# Start of Exercise inputs
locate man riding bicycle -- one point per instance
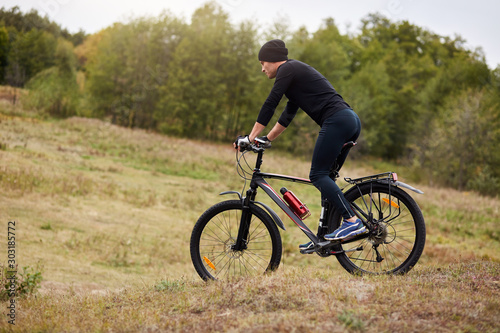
(310, 91)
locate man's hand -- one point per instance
(263, 141)
(241, 142)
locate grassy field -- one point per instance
(105, 213)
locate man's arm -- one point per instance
(273, 134)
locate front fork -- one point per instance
(246, 217)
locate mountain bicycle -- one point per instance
(241, 237)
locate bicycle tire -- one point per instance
(216, 231)
(402, 242)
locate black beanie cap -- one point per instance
(273, 51)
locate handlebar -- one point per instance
(257, 146)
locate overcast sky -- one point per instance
(476, 21)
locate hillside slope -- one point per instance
(100, 208)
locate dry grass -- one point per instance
(108, 212)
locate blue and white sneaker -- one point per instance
(306, 246)
(347, 230)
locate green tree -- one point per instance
(55, 90)
(210, 72)
(127, 67)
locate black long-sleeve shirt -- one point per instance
(305, 88)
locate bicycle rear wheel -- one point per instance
(214, 236)
(397, 241)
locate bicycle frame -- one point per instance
(258, 180)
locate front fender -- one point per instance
(271, 212)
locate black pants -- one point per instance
(340, 128)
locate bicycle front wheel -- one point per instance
(397, 240)
(214, 236)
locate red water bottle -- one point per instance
(298, 207)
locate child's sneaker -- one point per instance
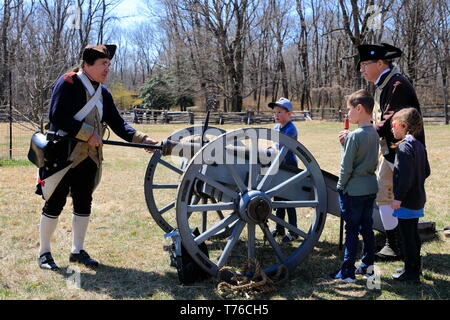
(277, 233)
(349, 280)
(338, 276)
(289, 237)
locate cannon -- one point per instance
(224, 193)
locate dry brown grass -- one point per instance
(128, 243)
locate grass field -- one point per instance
(128, 243)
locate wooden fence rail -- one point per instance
(431, 114)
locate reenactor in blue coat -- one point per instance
(81, 107)
(393, 92)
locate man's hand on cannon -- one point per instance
(148, 140)
(95, 140)
(342, 136)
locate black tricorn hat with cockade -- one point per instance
(375, 52)
(101, 51)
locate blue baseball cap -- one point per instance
(283, 103)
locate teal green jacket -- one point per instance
(359, 162)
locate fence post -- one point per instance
(10, 115)
(250, 114)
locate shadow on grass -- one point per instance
(127, 283)
(310, 280)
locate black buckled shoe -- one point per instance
(83, 258)
(46, 262)
(406, 276)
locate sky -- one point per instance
(129, 9)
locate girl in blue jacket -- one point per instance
(411, 168)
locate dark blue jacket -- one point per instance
(69, 97)
(396, 95)
(411, 168)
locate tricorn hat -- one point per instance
(374, 52)
(101, 51)
(283, 103)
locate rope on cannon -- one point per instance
(245, 287)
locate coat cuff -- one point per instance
(85, 132)
(138, 137)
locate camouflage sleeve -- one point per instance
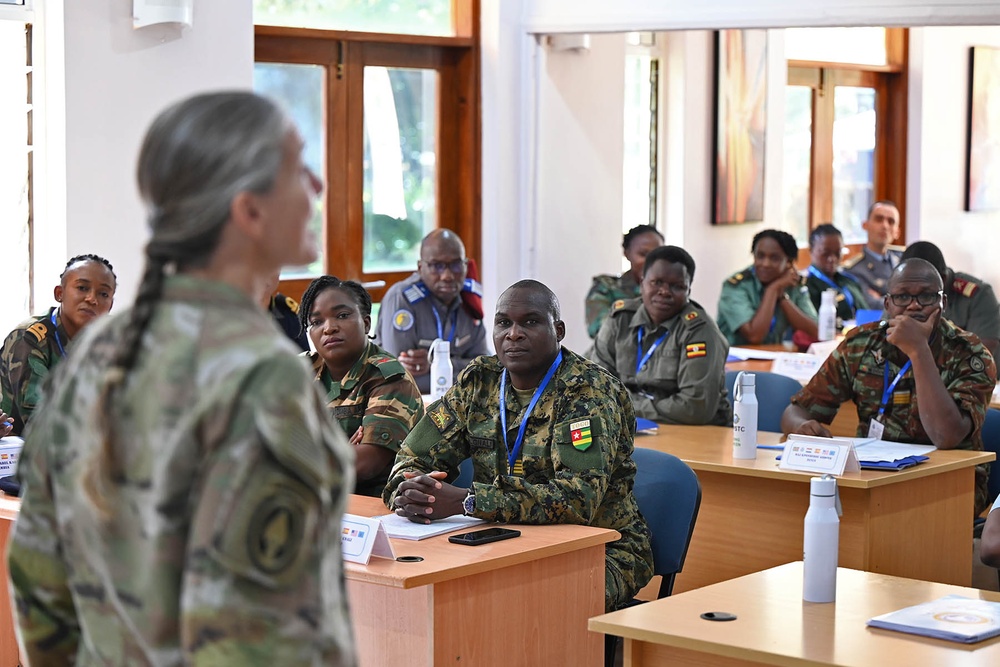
(700, 378)
(831, 385)
(387, 336)
(598, 303)
(582, 477)
(984, 313)
(393, 408)
(605, 348)
(48, 625)
(735, 310)
(263, 580)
# End of Exercise inputs
[Task details] Do not include pictures. Copy only the lines running from the line with "locate man's hand on" through the last line of the records, exactly as they appear.

[Solution for this exercise]
locate man's hand on cannon -- one point per instance
(148, 140)
(95, 140)
(342, 136)
locate black tricorn hat with cockade -- one point per instance
(375, 52)
(101, 51)
locate blue baseball cap -- one point per instance
(283, 103)
locate teal green jacket -- one point per instance
(359, 162)
locate fence post -- one point per instance
(10, 115)
(250, 114)
locate shadow on grass -- one point per instance
(127, 283)
(310, 280)
locate black buckled shoe -- one point per instance
(83, 258)
(46, 262)
(406, 276)
locate sky -- one point per instance
(129, 9)
locate girl in blue jacket -- one point per instance
(411, 168)
locate dark blue jacket -- one point per instance
(69, 97)
(396, 95)
(411, 168)
locate tricorn hat -- one point per instance
(374, 52)
(101, 51)
(283, 103)
locate rope on cannon -- one point per instance
(245, 287)
locate coat cuff -- one point per instance
(85, 132)
(138, 137)
locate camouflage sleeve -- one point per instance
(700, 378)
(831, 385)
(387, 336)
(598, 303)
(582, 477)
(984, 313)
(393, 408)
(605, 348)
(48, 625)
(735, 310)
(263, 580)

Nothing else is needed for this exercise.